Segment Start: Available data

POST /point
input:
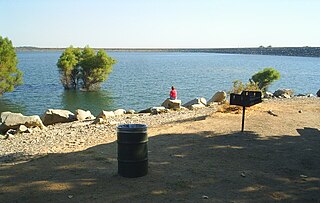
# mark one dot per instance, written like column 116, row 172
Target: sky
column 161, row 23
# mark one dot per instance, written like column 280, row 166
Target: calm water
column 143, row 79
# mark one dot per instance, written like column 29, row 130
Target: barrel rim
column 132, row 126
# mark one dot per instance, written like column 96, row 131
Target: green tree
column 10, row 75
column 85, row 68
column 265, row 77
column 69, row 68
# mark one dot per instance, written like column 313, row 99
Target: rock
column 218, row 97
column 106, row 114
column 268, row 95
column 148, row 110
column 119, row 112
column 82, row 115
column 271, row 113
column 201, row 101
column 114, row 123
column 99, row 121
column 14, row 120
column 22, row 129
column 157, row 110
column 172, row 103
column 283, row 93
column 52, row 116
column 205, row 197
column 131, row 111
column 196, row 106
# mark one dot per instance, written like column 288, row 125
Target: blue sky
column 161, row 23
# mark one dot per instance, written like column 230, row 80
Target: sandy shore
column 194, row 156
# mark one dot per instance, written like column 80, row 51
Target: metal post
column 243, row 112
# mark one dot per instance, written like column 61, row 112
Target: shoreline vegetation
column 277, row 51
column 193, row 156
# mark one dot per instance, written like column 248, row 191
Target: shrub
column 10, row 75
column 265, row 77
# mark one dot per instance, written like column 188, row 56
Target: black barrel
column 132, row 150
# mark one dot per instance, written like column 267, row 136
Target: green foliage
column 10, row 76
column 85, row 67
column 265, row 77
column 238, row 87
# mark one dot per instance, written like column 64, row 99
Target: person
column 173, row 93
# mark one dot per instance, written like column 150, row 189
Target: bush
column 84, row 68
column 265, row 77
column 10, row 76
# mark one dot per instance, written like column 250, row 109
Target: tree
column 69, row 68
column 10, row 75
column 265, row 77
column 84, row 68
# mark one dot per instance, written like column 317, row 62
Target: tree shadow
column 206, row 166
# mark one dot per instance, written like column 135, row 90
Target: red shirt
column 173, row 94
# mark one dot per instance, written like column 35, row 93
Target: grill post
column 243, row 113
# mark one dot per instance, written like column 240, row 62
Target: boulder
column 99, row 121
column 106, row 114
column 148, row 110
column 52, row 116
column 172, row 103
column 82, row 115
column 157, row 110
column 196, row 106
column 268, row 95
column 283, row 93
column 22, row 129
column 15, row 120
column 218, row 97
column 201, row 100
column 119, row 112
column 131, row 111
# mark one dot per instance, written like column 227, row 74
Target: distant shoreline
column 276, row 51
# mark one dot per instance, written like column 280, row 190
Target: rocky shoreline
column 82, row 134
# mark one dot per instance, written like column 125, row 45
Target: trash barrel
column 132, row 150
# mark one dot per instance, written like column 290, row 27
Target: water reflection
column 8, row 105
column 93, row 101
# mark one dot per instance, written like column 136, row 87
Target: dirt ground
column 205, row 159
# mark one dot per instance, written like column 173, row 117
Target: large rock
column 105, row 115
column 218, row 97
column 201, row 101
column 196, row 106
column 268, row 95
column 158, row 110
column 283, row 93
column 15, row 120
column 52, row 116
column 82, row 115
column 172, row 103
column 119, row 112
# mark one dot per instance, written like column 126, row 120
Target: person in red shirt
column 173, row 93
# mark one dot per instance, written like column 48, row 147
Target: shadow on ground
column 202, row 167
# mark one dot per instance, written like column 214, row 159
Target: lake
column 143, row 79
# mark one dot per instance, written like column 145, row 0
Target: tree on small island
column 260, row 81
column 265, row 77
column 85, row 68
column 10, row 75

Segment End: Available data
Segment Start: Available data

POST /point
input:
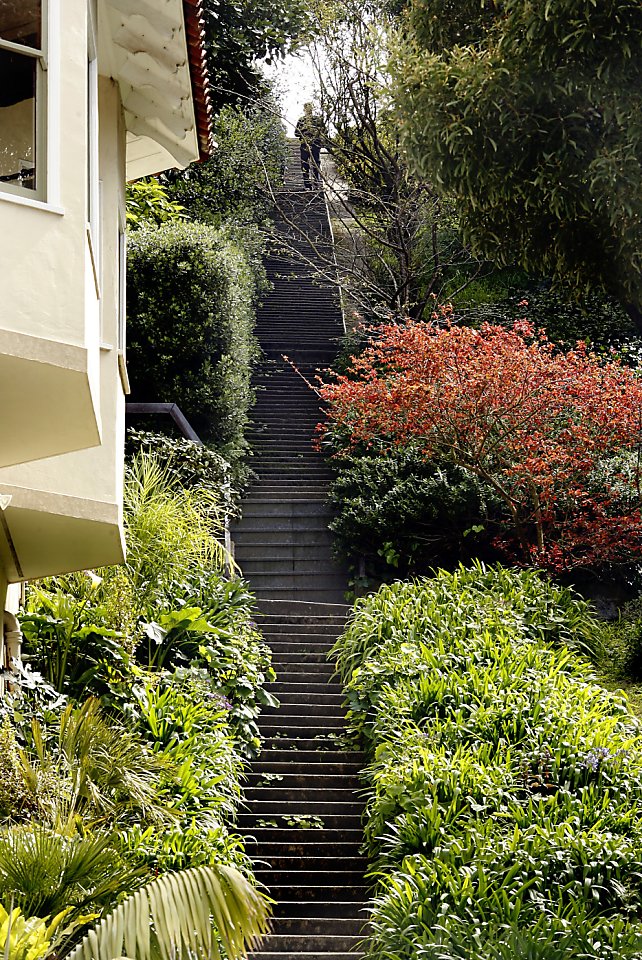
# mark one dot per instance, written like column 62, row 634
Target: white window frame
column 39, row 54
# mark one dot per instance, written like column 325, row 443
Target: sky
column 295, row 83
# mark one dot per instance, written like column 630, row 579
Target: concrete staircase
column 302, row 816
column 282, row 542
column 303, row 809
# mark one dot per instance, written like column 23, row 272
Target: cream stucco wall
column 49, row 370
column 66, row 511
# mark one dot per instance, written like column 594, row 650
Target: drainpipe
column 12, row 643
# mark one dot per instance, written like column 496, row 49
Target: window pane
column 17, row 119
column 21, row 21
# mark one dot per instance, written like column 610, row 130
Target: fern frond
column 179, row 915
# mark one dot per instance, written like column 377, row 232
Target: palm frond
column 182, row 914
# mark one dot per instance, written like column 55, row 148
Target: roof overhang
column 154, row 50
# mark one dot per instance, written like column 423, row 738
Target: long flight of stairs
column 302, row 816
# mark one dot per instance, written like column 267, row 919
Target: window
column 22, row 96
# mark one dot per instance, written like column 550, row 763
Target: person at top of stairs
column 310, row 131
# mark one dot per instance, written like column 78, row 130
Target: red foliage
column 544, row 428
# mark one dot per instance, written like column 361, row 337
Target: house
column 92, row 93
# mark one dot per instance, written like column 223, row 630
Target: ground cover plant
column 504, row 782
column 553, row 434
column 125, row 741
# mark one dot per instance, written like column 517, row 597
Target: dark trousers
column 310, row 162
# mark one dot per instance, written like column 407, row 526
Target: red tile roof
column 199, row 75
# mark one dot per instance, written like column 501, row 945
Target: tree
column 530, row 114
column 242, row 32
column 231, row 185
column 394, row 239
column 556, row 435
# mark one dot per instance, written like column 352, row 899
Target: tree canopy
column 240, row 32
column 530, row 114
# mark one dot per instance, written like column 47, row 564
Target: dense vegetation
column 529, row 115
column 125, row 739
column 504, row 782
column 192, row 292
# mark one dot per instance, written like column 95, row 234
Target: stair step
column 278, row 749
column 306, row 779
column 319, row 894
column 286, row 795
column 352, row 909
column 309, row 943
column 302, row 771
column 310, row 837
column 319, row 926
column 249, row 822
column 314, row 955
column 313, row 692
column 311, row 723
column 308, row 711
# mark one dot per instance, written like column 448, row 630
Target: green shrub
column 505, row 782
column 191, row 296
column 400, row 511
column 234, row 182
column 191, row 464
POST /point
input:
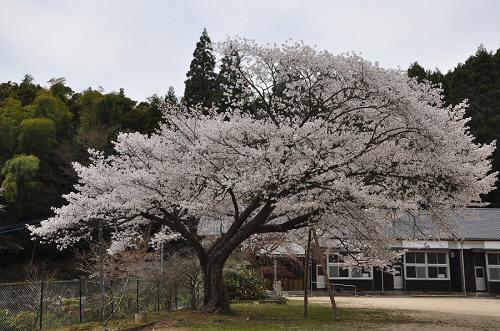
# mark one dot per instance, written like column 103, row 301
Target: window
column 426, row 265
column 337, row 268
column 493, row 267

Segment End: Available data

**How to complete this task**
Beginning with the line above that contains "Target: red shirt", copy each line exactly up to and including the line that contains "# mark one dot per instance, written like column 240, row", and go no further.

**Response area**
Target: red shirt
column 173, row 94
# mark one dot per instance, written like column 35, row 93
Target: grill post
column 243, row 113
# mark one dot per instance, written like column 240, row 62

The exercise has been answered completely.